> **WHAT THE EXERCISE ASKS**:
Turn the rows below into a JSON list of strings with one string for each line, skipping any blank lines.

[Stored records]
[Begin]

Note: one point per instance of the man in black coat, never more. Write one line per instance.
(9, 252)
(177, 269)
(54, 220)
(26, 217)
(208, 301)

[End]

> **REPLY TO THE TASK**:
[
  "Note: one point per instance of the man in black coat, never more. Write one line per instance.",
  "(9, 252)",
  "(177, 269)",
  "(54, 220)",
  "(26, 217)",
  "(208, 301)"
]